▶ [ACTIVITY]: The response must restate the data exactly, with nothing left out.

▶ [DATA FOR THIS TASK]:
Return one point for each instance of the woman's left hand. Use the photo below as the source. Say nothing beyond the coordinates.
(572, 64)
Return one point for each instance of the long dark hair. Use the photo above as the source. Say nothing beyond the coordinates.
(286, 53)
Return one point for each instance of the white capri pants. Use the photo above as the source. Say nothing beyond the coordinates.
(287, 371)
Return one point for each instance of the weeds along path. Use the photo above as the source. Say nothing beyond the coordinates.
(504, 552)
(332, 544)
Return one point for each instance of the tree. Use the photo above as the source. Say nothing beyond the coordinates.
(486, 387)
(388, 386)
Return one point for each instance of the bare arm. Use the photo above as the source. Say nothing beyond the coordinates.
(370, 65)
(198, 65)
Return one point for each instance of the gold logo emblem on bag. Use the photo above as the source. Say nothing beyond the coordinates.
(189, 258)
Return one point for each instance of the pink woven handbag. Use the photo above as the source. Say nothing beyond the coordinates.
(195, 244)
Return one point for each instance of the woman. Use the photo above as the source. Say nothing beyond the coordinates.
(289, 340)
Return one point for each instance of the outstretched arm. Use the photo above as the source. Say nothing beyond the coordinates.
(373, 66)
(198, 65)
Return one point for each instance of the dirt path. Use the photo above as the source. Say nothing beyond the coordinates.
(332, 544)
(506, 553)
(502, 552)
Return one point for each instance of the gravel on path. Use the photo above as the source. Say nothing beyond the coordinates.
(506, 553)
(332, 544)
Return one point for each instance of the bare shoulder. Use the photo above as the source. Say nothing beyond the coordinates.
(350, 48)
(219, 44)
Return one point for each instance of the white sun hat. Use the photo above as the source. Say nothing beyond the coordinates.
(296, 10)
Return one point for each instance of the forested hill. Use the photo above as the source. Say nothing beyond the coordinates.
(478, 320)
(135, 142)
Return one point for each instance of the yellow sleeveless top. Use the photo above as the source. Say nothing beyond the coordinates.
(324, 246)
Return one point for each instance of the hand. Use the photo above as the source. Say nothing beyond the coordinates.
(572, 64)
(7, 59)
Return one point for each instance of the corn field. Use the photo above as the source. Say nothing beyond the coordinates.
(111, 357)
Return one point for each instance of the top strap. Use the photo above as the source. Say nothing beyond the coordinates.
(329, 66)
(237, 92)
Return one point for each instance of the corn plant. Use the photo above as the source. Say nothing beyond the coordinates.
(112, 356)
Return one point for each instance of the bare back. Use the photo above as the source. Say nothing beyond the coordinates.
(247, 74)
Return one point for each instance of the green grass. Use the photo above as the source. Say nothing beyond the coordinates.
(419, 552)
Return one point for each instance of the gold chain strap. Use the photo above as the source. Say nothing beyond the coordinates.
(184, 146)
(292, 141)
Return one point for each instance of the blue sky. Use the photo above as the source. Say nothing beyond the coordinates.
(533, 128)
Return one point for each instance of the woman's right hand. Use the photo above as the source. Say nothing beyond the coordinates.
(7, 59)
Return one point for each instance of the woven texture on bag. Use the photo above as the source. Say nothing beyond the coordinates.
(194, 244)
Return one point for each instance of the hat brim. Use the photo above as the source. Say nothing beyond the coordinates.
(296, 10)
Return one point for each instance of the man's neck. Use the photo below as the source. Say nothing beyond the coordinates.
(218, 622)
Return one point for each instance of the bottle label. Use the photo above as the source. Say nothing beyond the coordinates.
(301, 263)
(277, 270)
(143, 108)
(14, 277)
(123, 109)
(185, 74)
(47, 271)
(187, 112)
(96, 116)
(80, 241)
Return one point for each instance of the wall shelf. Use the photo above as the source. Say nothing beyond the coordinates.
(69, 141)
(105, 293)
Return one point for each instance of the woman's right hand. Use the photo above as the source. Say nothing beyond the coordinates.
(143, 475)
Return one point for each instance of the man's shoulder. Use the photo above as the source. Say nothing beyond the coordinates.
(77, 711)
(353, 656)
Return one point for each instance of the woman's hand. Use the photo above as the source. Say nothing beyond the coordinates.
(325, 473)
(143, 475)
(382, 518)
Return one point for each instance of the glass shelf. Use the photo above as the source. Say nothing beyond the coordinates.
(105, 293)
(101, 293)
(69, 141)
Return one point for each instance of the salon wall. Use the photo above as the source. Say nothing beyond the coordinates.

▶ [ANSWER SPACE]:
Return one point for each instance of the woman's left hand. Use the photo below as the source. Say nothing beyond the coordinates.
(572, 64)
Return one point for each instance of the long dark hair. Use the photo above as the source. Say nothing beyond the coordinates.
(286, 53)
Return one point for each instance of the white capri pants. Use the photo above as the source. Say nothing beyond the coordinates.
(287, 371)
Return one point for each instance of the weeds along path. Use the photo above as the source. Say nothing beyond the coordinates.
(504, 552)
(332, 544)
Return one point for each instance of the tree. Use the photo above as the source. Say nothing beyond the coordinates.
(486, 387)
(388, 386)
Return one point for each instance of the bare arm. Use the photo above as the source. Say nothing beyond the coordinates.
(370, 65)
(198, 65)
Return one point for each instance of the gold logo emblem on bag. Use the photo above as the source. Say nothing beyond the coordinates.
(189, 258)
Return one point for each instance of the pink woven handbag. Use the photo above as the source. Say nothing beyond the coordinates.
(195, 244)
Return one point for each instance of the woman. Use the photo above as the source. Say nothing beyond the coordinates.
(289, 340)
Return one point for each instance of the outstretched arm. Use the photo above as the source. Say nothing beyond the coordinates.
(373, 66)
(198, 65)
Return one point for each instance of the dirt path. Use the photo above as the source. Say nothing beyond the coordinates.
(332, 544)
(506, 553)
(502, 552)
Return one point for each instance of the gravel on path. Use the photo above as the source. Say nothing beyond the coordinates.
(506, 553)
(332, 544)
Return one point for each instance of the bare shoulder. Use the photo above as the source. Say nothing beyond the coordinates.
(350, 48)
(219, 44)
Return one point for each instance of the white sun hat. Use the photo above as the source. Say nothing beyond the coordinates.
(296, 10)
Return one point for each instance of the forested hill. Use the photo above as the source. Say nothing beyond the coordinates.
(478, 320)
(135, 142)
Return one point for each instance of the yellow sleeveless top. Use the photo above as the source. Say nothing beyond the coordinates.
(324, 246)
Return one point for each instance of the hand. Use the photo above as the source. Say nothing beyond the coordinates.
(572, 64)
(7, 59)
Return one point for each instance of the corn field. Use the photo above as the source. Say nothing beyond the coordinates.
(111, 357)
Return one point for each instance of the top strap. Use the photo above as the source. Say nothing beyond the coordinates.
(329, 66)
(237, 92)
Return one point for each instance of the corn plant. Use the photo above as the source. Say nothing beyond the coordinates.
(112, 356)
Return one point for each instance of the bare back. Use the photo above as the source. Say nothing beyond the coordinates.
(247, 74)
Return one point for each instance of the green grass. Use the photo above as the source. Say nothing beyond the coordinates.
(419, 552)
Return one point for each instance of the gold chain strap. Use the photo above as the source. Say nothing beyond the coordinates.
(184, 146)
(292, 141)
Return one point for each instance of the blue sky. Use the photo above as the source. Say nothing beyond the coordinates.
(533, 128)
Return one point for each instance of the woman's right hand. Use the photo above as the source. Say nothing beyond the coordinates.
(7, 59)
Return one point for each instance of the woven texture on bag. Use the photo above as the source. Say nothing beyond the coordinates.
(194, 244)
Return one point for each instance of the hat brim. Use the photo above as the source. Say nothing beyond the coordinates.
(296, 10)
Return one point for each instance of the man's neck. Use the photo below as the source. Say nothing beyond the coordinates.
(218, 622)
Return one point for each instance of the bottle label. Use the photo above as the source. Say nothing beyond the coordinates.
(301, 263)
(277, 270)
(143, 108)
(14, 277)
(123, 109)
(185, 74)
(47, 271)
(187, 112)
(96, 116)
(80, 241)
Return one point for each instance of the wall shelf. Use the photo above as the source. Say nothing beyond the coordinates.
(69, 141)
(105, 293)
Return one point for each instance of the woman's right hand. Use the photo above as the source. Say nothing beyond the coordinates.
(143, 475)
Return one point for each instance of the man's shoulder. Use the photo above as the source. Say nothing beyond the coordinates.
(77, 711)
(353, 656)
Return one point for each instance of the woman's hand. Use the photo above as the source. Say nothing beyond the coordinates.
(325, 473)
(143, 475)
(382, 518)
Return one point for each instance of the glass shelf. Use the photo above as the source. Say nothing beyond the coordinates.
(105, 293)
(101, 293)
(69, 141)
Return one point for each instance of the salon wall. Use the photo above as the source. Say nothing beyond the coordinates.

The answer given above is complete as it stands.